Required work: Repeat exactly, and only, the lines below starting at the line that contains "Target: paved path" and ending at the line that contains "If you could mark the medical", inclusive of both.

Natural-language object grounding data:

★ ★ ★

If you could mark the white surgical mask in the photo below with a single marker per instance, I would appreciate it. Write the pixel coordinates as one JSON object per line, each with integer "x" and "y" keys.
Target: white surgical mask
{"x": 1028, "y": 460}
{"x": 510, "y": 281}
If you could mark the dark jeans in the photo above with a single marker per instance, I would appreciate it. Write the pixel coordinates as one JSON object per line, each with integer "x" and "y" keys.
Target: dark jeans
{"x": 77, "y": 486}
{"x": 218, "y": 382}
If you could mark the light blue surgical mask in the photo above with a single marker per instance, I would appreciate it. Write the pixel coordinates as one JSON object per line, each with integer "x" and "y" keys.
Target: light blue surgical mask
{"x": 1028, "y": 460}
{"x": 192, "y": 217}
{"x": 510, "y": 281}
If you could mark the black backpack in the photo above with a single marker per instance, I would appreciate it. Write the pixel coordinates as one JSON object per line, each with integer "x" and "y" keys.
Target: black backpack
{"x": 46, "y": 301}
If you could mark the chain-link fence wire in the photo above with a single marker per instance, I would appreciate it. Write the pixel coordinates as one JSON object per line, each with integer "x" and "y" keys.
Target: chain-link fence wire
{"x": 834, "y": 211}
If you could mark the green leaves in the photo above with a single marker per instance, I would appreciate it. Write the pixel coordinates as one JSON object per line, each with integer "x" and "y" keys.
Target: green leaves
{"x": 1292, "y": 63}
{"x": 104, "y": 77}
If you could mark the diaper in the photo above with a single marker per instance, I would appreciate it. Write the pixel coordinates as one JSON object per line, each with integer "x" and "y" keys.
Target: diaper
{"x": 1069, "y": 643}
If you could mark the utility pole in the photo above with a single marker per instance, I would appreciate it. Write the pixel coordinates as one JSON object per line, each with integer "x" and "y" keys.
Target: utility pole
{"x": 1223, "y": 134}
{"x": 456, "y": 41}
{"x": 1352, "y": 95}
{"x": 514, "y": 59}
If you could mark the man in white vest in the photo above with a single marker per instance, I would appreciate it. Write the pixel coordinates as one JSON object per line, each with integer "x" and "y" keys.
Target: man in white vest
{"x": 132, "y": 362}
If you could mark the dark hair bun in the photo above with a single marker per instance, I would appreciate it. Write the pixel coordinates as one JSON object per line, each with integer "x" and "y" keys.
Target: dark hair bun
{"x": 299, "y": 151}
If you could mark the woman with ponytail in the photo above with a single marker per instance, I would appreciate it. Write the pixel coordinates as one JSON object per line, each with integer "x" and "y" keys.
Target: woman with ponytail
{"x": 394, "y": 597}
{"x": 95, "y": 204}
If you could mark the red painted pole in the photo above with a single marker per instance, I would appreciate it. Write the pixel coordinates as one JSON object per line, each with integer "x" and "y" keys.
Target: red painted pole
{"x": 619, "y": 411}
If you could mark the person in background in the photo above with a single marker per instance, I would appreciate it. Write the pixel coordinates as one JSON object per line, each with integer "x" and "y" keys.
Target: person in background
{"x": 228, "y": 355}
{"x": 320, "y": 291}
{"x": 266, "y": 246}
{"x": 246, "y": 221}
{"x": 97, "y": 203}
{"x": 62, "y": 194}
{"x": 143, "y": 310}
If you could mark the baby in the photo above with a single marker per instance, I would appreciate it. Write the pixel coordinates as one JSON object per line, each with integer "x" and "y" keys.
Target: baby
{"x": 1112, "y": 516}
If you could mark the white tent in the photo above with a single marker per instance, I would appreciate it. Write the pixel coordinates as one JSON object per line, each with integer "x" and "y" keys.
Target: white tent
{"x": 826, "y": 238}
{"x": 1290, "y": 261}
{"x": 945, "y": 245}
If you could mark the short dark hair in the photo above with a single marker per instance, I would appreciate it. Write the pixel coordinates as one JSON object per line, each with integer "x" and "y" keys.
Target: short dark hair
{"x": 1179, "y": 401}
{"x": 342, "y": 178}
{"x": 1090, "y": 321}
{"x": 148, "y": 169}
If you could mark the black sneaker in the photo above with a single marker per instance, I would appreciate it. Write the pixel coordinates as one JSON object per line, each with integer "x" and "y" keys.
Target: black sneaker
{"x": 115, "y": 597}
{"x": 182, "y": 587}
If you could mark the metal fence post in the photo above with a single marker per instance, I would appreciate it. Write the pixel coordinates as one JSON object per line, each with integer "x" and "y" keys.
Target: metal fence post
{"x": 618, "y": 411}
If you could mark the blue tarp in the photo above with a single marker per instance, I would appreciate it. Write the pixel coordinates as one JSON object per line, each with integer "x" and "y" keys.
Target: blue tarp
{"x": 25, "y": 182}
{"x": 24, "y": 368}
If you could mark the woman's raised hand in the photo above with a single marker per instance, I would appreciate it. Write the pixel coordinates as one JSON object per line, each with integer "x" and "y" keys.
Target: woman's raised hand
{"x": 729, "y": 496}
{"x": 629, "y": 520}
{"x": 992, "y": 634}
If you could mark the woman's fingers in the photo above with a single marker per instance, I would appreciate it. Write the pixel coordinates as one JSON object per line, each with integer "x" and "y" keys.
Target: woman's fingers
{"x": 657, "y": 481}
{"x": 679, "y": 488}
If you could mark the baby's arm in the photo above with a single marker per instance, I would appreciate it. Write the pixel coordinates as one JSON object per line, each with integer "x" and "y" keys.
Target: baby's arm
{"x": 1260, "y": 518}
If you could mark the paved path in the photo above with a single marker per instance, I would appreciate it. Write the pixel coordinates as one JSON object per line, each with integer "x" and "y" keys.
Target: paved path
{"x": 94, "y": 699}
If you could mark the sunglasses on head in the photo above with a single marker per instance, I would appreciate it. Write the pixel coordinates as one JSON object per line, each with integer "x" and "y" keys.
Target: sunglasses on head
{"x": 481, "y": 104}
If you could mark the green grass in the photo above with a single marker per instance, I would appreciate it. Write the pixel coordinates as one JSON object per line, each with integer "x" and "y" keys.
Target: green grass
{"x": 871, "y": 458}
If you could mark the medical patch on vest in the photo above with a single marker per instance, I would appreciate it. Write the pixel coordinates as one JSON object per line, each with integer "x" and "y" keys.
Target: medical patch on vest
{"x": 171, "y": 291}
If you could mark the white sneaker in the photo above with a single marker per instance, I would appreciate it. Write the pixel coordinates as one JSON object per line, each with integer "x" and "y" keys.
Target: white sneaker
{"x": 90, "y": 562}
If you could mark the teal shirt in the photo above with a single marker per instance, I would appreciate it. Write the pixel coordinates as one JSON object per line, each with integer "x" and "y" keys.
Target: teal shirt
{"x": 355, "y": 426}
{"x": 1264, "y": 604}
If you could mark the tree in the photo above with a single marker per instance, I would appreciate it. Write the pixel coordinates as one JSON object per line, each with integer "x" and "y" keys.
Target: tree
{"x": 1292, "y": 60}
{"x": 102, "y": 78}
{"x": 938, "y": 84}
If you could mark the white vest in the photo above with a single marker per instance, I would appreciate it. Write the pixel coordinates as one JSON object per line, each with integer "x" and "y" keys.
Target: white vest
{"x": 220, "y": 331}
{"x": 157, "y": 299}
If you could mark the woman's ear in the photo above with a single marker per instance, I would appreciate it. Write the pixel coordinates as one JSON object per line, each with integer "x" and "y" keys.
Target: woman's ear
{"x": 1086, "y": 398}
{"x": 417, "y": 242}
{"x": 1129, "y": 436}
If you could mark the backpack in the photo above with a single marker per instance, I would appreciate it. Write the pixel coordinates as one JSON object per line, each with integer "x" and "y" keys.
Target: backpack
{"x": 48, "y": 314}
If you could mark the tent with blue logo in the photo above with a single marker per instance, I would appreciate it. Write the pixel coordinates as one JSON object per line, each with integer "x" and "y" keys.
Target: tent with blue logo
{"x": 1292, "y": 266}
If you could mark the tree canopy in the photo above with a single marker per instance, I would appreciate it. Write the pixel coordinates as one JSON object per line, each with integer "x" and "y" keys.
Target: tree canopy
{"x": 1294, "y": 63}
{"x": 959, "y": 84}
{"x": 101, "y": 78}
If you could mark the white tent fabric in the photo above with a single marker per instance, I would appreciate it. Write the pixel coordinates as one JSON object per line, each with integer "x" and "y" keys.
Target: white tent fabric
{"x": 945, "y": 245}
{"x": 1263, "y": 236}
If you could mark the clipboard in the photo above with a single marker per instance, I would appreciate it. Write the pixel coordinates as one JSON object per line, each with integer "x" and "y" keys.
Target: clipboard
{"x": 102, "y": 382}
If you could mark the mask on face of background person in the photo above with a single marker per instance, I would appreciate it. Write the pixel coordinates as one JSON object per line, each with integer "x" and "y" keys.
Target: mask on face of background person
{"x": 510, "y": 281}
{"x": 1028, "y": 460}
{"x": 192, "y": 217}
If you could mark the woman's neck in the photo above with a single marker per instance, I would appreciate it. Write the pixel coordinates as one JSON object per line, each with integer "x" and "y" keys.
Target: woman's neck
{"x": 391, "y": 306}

★ ★ ★

Result of the task:
Target: paved path
{"x": 94, "y": 699}
If you could mark the sunglasses on head in the photo above with a single marker per instance, I would appreciate it. Write the pixel coordinates as one JSON object per line, each with integer "x" and "y" keys.
Target: sunglasses on head
{"x": 481, "y": 104}
If you could mark the green grass in the photo above with a single marker per instance, I would appreciate it. Write the pixel coordinates as one JSON object per line, each with integer "x" and "y" keys.
Target: green grass
{"x": 871, "y": 458}
If you could mark the medical patch on vest in the photo above with a single marker per instance, I would appreciate it. Write the pixel coordinates as one JSON object per line, each with integer "x" and "y" keys.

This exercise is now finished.